Given request:
Pull out every line in the records below that contains the string "wing", and give each of those lines in full.

Material for this task:
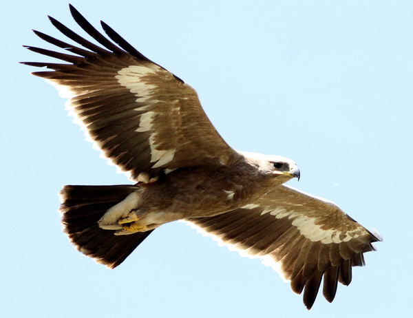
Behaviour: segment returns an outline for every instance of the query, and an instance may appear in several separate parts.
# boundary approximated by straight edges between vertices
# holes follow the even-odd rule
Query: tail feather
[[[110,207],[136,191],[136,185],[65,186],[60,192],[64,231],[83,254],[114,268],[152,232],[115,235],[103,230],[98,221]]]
* * *
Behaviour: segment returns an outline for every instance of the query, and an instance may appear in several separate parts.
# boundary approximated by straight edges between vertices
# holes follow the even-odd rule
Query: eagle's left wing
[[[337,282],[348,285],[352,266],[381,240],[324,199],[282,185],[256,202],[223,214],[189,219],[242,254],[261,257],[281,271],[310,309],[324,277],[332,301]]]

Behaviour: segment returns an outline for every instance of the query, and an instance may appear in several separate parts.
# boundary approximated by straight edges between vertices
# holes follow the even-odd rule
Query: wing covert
--
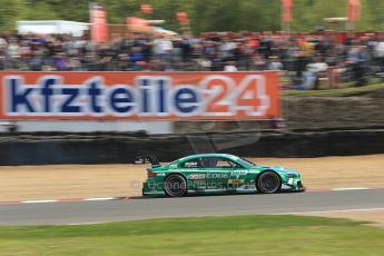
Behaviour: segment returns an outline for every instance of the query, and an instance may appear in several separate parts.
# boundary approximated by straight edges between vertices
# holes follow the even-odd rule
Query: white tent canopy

Response:
Query: eagle's left wing
Query: wing covert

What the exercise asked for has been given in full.